● Data under study
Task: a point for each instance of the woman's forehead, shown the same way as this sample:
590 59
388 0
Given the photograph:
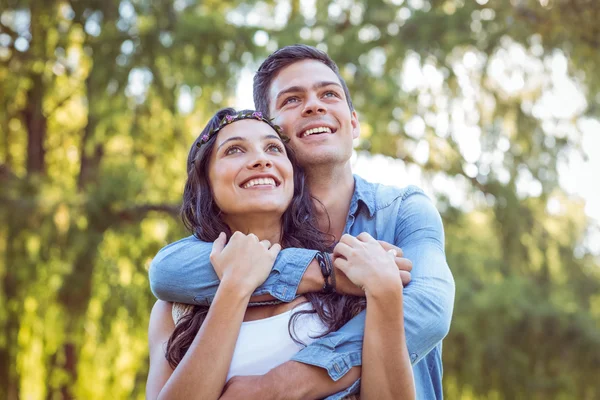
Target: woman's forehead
247 129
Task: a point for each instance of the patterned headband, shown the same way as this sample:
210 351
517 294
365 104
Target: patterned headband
229 119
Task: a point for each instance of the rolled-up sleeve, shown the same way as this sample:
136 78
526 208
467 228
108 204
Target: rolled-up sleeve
182 272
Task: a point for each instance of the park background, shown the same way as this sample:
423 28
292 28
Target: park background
491 106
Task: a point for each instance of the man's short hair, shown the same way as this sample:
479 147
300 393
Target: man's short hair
282 58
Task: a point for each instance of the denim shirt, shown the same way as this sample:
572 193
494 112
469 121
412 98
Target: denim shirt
405 217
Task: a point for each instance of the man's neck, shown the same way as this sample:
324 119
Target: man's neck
264 226
333 187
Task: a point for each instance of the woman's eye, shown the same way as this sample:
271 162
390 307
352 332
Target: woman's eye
275 147
233 150
289 100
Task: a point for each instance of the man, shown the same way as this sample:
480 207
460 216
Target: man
301 88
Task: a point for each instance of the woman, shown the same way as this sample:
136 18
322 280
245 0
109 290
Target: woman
242 179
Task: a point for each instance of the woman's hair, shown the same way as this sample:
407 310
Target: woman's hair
201 216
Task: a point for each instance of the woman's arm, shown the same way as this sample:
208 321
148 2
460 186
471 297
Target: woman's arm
386 368
244 263
202 372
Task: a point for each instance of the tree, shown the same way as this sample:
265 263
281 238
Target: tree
101 100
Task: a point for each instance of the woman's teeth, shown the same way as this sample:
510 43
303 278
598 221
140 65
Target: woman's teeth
259 181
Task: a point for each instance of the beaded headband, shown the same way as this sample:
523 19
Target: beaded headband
229 119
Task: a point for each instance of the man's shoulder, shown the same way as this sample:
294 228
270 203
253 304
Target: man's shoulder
383 196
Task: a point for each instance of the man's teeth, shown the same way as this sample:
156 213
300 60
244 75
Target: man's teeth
321 129
259 181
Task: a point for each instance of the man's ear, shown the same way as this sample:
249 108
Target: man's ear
355 125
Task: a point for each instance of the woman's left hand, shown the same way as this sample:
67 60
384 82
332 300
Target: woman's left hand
365 262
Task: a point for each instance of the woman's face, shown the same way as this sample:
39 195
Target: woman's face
249 170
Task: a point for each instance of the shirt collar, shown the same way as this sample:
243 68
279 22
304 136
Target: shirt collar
364 192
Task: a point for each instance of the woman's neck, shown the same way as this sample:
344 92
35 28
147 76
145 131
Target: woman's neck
264 226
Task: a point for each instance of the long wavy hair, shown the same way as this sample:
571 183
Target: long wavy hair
201 216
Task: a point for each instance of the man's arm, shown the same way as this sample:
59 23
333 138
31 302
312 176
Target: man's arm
428 303
182 272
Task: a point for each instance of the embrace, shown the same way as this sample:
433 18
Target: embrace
300 280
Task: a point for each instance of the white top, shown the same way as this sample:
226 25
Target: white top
266 343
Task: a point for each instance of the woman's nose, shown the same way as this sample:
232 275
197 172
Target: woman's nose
261 162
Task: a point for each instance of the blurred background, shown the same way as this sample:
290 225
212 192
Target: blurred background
491 106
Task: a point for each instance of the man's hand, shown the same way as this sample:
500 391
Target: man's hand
247 387
345 285
404 264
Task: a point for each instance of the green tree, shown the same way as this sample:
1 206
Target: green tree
101 100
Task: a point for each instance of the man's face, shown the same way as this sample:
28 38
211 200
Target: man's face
308 102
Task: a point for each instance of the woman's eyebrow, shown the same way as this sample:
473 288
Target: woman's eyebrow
238 138
230 140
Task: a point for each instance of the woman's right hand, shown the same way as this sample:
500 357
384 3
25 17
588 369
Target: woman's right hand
244 261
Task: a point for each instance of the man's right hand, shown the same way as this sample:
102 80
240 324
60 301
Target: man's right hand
404 264
345 286
244 260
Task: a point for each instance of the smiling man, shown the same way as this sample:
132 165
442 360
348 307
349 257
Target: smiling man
301 88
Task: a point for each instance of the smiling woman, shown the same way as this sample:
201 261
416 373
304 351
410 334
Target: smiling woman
246 193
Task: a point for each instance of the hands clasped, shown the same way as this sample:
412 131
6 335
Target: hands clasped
244 259
369 263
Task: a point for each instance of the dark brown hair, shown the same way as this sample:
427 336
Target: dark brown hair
201 216
282 58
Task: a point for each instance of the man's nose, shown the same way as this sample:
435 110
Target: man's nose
314 106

● Problem details
Line by line, write out the material exactly, leaving the images out.

● Answer below
Task: a point for each instance of the woman's forehead, shown the same way as this sample:
590 59
388 0
Given the photograph:
Target: woman's forehead
247 129
Task: a point for each instance of the patterned headband, shown the same way as this sample:
210 351
517 294
365 104
Target: patterned headband
229 119
Task: a point for each instance of the rolled-up sleeve, shown the same way as this sample:
136 78
526 208
467 228
108 204
Target: rolled-up sleeve
182 272
Task: a point for each instance of the park background, shown the same way as this sample:
423 28
292 28
Target: park background
491 106
Task: a point for each instance of the man's short hair, shown the same way as this sample:
479 147
300 393
Target: man's short hair
282 58
Task: a point for each instance of the denim shirt, shown the same way as this sample:
572 193
494 112
469 121
412 98
Target: denim shirt
405 217
Task: a point for each instance of the man's neck, shown the same way as this sample:
324 119
Target: man's neck
264 226
333 187
Task: a point for each instance of the woman's eye, shown the same way as this sample:
271 162
390 307
352 332
Target: woman's eye
275 147
233 150
289 100
Task: a point for each instance of the man, shown the same way as this sample:
480 207
460 216
Target: man
301 88
Task: a point for each instance of the woman, shown the same way as this sample:
136 18
322 280
245 0
109 290
Target: woman
242 179
Task: a point for each instance of the woman's hair, shown the same way as this sample:
407 310
Target: woman's hair
201 216
Task: a point for each instance of the woman's arm, shown the same way as this sample:
208 321
148 2
460 186
471 297
Target: woman's arm
386 368
244 263
202 372
Task: a point for each instance of the tree, shown the same way as this sample:
265 263
281 238
Target: tree
101 100
Task: a point for each instance of the woman's teeth, shown the same way as this sample:
510 43
303 278
598 221
140 65
Target: woman's teeth
259 181
Task: a point for each instance of the beaded headband, shown the same way as this sample:
523 19
Target: beaded headband
229 119
Task: a point for each instance of the man's shoulder, shown the same way as this sample:
294 228
270 203
253 304
Target: man's shoulder
383 196
Task: a point for each instance of the man's teeth, shown the same way as this sample:
156 213
300 60
244 75
Target: man's teeth
321 129
259 181
Task: a point for each instance of the man's ear, shown the same way as this sample:
249 108
Target: man's ear
355 125
Task: a point for each instance of the woman's left hand, shown the same way as this sample:
67 60
384 82
332 300
Target: woman's left hand
365 262
Task: a point for each instance of the woman's face, shown the same way as this sample:
39 195
Target: woman's face
249 170
Task: a point for each instance of the shirt collar, shown the same way as this sample:
243 68
279 22
304 136
Target: shirt collar
364 192
Task: a point for each instance of the woman's neck, shown the same way as this sample:
344 92
35 28
147 76
145 131
Target: woman's neck
264 226
Task: a point for each instance of the long wavy hair, shown the same way as this sample:
571 183
Target: long wavy hair
201 216
Task: a point for each instance of the man's arm, shown the same way as this sample:
59 23
333 138
31 302
312 176
Target: man's arm
428 303
182 272
Task: a point for each instance of the embrace, shown the same way as this sample:
433 18
Target: embrace
300 280
Task: a point for each instance of the white top, shown the same way as this sample:
226 25
Target: white top
266 343
Task: a point for each instance of the woman's nose, shown the same way as this sample:
232 275
197 172
Target: woman's nose
261 162
Task: a point for each instance of the blurred background, shown the same way as this sample:
290 225
212 192
Target: blurred background
491 106
Task: a point for each instance of the man's hand, shown the same way as this sample:
500 391
Target: man's hand
247 387
345 285
404 264
Task: a point for each instance of the green tree, shown the same way as this sample:
1 206
Target: green tree
101 100
Task: a point for each instance of the man's face, shown the same way as this sample:
28 38
211 200
Target: man's face
308 102
Task: a point for each instance of the woman's eyebrow, shown the same way as this sample:
473 288
Target: woman's eyebrow
238 138
230 140
Task: a point for each instance of the woman's right hand, shown the same way as this sample:
500 357
384 3
25 17
588 369
Target: woman's right hand
244 261
Task: a point for each instance of the man's right hand, shown the same way as this sample:
102 80
240 324
60 301
Target: man's right hand
404 264
345 286
244 260
Task: a point for each instance of the smiling man, shown the same way as this sample:
132 165
442 360
348 307
349 257
Target: smiling man
301 88
Task: a point for each instance of the smiling woman, shown the same way as this sample:
201 261
416 373
304 351
410 334
Target: smiling woman
246 193
Task: a point for each instance of the hands clasped, shown the same way as this sample:
412 131
6 335
Target: hands clasped
244 259
369 263
Task: a point for each instance of the dark brown hair, shown the same way as this sample:
427 336
Target: dark brown hair
201 216
282 58
Task: a point for each instance of the man's nose, shown the same way as this sample:
435 110
Target: man's nose
314 106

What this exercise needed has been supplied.